◆ THE PROBLEM ◆
Put each line of all the entries below into a JSON list of strings, one string per line. Leave out blank lines.

◆ DATA TO PROCESS ◆
## Begin
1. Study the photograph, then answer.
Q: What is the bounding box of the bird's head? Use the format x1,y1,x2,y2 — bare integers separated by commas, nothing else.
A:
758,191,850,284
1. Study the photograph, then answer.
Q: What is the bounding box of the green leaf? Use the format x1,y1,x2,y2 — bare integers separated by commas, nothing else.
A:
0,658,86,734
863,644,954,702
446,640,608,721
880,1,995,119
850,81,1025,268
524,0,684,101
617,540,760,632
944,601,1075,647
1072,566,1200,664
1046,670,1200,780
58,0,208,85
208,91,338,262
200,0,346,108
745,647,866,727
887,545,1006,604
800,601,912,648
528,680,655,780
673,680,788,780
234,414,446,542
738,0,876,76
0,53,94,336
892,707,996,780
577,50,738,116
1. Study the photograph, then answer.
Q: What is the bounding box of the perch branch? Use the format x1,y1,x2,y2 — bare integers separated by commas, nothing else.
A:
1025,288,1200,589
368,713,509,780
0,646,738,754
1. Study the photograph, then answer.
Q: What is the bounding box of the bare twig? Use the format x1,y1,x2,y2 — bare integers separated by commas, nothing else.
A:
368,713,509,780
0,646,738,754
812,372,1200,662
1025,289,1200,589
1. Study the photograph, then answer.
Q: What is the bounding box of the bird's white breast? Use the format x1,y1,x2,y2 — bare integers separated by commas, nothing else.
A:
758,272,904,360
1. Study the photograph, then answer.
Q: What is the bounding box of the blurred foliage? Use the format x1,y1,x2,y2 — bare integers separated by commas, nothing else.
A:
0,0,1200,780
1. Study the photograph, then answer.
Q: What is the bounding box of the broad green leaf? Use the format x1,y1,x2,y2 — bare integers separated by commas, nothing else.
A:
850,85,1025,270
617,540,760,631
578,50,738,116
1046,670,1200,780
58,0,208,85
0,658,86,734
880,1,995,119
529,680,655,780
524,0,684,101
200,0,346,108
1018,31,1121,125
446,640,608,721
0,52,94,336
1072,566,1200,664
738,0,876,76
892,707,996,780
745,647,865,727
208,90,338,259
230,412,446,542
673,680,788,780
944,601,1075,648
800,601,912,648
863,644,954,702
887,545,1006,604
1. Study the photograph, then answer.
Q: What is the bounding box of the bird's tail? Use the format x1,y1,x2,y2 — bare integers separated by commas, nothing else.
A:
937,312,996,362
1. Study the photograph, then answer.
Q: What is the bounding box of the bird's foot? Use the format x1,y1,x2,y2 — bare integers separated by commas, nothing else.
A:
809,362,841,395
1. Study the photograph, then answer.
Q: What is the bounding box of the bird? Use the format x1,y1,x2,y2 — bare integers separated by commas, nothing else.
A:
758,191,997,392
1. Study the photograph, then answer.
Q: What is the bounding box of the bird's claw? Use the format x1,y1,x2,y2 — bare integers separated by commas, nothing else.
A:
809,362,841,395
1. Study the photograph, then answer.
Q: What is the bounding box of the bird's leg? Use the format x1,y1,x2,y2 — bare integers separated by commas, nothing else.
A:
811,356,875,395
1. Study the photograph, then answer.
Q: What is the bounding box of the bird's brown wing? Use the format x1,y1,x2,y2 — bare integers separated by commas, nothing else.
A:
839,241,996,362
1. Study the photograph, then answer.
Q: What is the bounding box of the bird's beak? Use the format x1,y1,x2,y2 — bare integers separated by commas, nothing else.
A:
## End
◆ EXERCISE OUTPUT ◆
[
  "1. Study the photograph, then answer.",
  "Q: What is the bounding box of the bird's head? Use the format x1,y1,x2,y2 — bare integers separated by commas, nothing else.",
  "A:",
  "758,191,850,284",
  "1. Study the photograph, then answer.",
  "Q: What is the bounding box of the green leaf? Use the format x1,y1,x2,y2 — bare integers separated by commas, nothing else.",
  "A:",
  "0,658,86,734",
  "863,644,954,702",
  "446,640,608,721",
  "880,1,995,119",
  "850,81,1025,268",
  "524,0,684,101",
  "617,540,760,632",
  "944,601,1075,647",
  "1072,566,1200,664",
  "1046,670,1200,780",
  "58,0,208,85",
  "208,91,338,262",
  "200,0,346,108",
  "745,647,866,727",
  "887,545,1006,604",
  "800,601,912,648",
  "528,680,655,780",
  "673,680,788,780",
  "234,414,446,542",
  "738,0,876,76",
  "0,53,94,336",
  "892,707,996,780",
  "577,50,738,116",
  "1. Study the photograph, then answer.",
  "Q: What is the bounding box of the perch branch? Use the format x1,y1,x2,y2 — bare integers separated by commas, nothing else.",
  "A:",
  "1025,288,1200,589",
  "368,713,509,780",
  "0,646,738,754",
  "1. Study the photograph, then answer.",
  "Q: What is the bounding box of the bare twig? Use the format x1,y1,x2,y2 — bare integers separated by commas, nothing else.",
  "A:",
  "368,713,509,780",
  "0,646,738,754",
  "812,372,1200,662",
  "1025,289,1200,589",
  "1. Study the photograph, then answer.",
  "Q: What is the bounding box of the bird's white breast? Use the format x1,y1,x2,y2 — bare integers separated by commas, nothing else.",
  "A:",
  "758,272,904,360",
  "1. Study the photograph, then answer.",
  "Q: What is the bounding box of the blurred foliage? Use the format x1,y1,x2,y2 — bare integers separated by commas, nothing else.",
  "A:",
  "0,0,1200,780",
  "1. Study the photograph, then answer.",
  "Q: What is the bounding box of the broad green leaf? Use the format x1,y1,x2,y2 — bare integers separated by commas, nothing else.",
  "A:",
  "850,85,1025,270",
  "617,540,760,631",
  "578,50,738,116",
  "1046,670,1200,780",
  "58,0,208,85",
  "0,658,86,734",
  "880,1,995,119",
  "529,680,655,780",
  "524,0,684,101",
  "200,0,346,108",
  "1018,31,1121,125",
  "446,640,608,721",
  "0,52,94,336",
  "1072,566,1200,664",
  "738,0,876,76",
  "892,707,996,780",
  "745,647,865,727",
  "208,90,338,259",
  "230,412,446,542",
  "673,680,788,780",
  "944,601,1075,648",
  "800,601,912,648",
  "863,644,954,702",
  "887,545,1006,604",
  "1. Study the photograph, then answer.",
  "Q: What is the bounding box of the bird's tail? Use the format x1,y1,x2,y2 — bare integers separated by commas, nothing else.",
  "A:",
  "937,312,996,362",
  "1. Study the photograph, then answer.",
  "Q: What is the bounding box of the bird's foot? Use the format x1,y1,x2,y2 — bare integers separated by commas, nothing else.",
  "A:",
  "809,362,841,395",
  "1. Study the photograph, then answer.",
  "Q: What is the bounding box of the bird? Use the format x1,y1,x2,y2 — bare integers separated by commas, nothing else.",
  "A:",
  "758,191,997,392",
  "1. Study the photograph, then answer.",
  "Q: What is the bounding box of the bird's claw? Use the format x1,y1,x2,y2 — bare integers separated by commas, nothing else.",
  "A:",
  "809,362,841,395",
  "1. Study the photograph, then answer.",
  "Q: What is the bounding box of the bird's leg? Use the format x1,y1,x2,y2 — bare integers separated by commas, nothing else.",
  "A:",
  "811,356,875,395",
  "1. Study the photograph, then answer.",
  "Q: What is the bounding box of the bird's brown wing? Use the format x1,y1,x2,y2 — bare integers separated by commas, nothing else.",
  "A:",
  "839,241,996,362",
  "1. Study the photograph, then answer.",
  "Q: What is the bounding box of the bird's beak? Use the format x1,y1,x2,y2 — bare integers separated by commas, nothing else.",
  "A:"
]